__Work task__
The records below are to be reproduced word for word.

__Supplied data__
+++++

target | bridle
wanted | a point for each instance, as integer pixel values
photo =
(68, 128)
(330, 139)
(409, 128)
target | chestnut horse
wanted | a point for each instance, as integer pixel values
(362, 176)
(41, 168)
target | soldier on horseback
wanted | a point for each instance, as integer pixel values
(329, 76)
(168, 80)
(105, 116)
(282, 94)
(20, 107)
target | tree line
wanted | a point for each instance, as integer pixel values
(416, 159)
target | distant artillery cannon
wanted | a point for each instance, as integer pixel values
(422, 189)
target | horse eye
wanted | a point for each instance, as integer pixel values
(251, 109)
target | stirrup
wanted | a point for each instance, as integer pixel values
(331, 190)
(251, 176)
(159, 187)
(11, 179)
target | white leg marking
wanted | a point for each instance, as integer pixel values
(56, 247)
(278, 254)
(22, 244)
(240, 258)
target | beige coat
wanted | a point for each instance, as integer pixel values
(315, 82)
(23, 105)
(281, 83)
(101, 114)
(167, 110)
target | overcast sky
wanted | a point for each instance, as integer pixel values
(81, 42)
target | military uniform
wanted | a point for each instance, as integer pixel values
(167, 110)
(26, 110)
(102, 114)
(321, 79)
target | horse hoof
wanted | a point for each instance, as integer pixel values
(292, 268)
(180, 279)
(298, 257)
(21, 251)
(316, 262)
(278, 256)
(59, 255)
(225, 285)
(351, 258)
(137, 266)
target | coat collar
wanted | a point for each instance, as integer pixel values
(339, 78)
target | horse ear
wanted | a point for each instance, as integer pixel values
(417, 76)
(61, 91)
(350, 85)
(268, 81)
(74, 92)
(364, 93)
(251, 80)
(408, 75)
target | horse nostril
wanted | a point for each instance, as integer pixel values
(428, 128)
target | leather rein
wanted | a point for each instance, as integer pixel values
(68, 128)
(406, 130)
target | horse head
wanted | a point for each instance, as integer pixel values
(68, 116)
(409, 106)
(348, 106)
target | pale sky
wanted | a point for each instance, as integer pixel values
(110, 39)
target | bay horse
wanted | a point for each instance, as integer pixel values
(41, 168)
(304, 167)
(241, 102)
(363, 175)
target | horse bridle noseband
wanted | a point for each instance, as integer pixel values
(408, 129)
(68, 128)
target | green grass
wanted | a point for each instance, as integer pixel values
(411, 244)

+++++

__Result of this task__
target | bridle
wanted | a point for each instance, as integer pixel values
photo =
(68, 128)
(330, 139)
(409, 128)
target | chestnut horse
wanted | a point for each instance, as integer pixel values
(362, 176)
(41, 168)
target | soldier on horseback
wanted | a point for each instance, as integer pixel values
(329, 76)
(168, 80)
(105, 116)
(282, 94)
(20, 107)
target | tree line
wanted | a point for each instance, as integer pixel values
(416, 159)
target | distant artillery cannon
wanted | a point for each instance, as integer pixel values
(422, 189)
target | horse eye
wanted | a point for each instance, as integer pixel values
(251, 109)
target | stirrup
wanted | a point for each instance, as integer pixel values
(331, 190)
(251, 176)
(159, 187)
(11, 179)
target | white leg marking
wanted | a point for each instance, as integer pixel values
(56, 247)
(278, 254)
(22, 244)
(240, 258)
target | beige coat
wanted | a point for each instance, as integer pixel values
(315, 82)
(23, 105)
(281, 83)
(101, 114)
(167, 110)
target | overcast sky
wanted | a point for each instance, as integer pixel values
(81, 42)
target | military uniform
wanted | a point for each instance, as integer pixel values
(167, 110)
(26, 110)
(102, 114)
(321, 79)
target | horse hoof
wanted | a point for each instance, as integer pixel values
(292, 268)
(180, 279)
(298, 257)
(21, 251)
(316, 262)
(278, 256)
(59, 255)
(225, 285)
(351, 258)
(137, 266)
target | coat collar
wanted | a point for each instance, as integer pixel values
(339, 78)
target | horse ear
wanted | a point for each instance, as integer pixel values
(417, 76)
(61, 91)
(350, 85)
(268, 81)
(74, 92)
(364, 93)
(251, 80)
(408, 75)
target | horse nostril
wanted | a point for each instance, as integer pixel values
(428, 128)
target | leather rein
wanted | a point for each instance, as integer pixel values
(68, 128)
(406, 130)
target | horse head
wanted | a point for each instance, as integer pixel values
(68, 116)
(409, 106)
(348, 106)
target | pale sky
wanted | a point for each instance, as integer pixel values
(110, 39)
target | bay horse
wanted | a point for each instance, as integer pixel values
(41, 168)
(304, 167)
(241, 102)
(363, 175)
target | horse bridle noseband
wanted | a point for each instance, as integer pixel values
(408, 129)
(68, 128)
target | green grass
wanted | a point for each instance, as integer pixel values
(411, 244)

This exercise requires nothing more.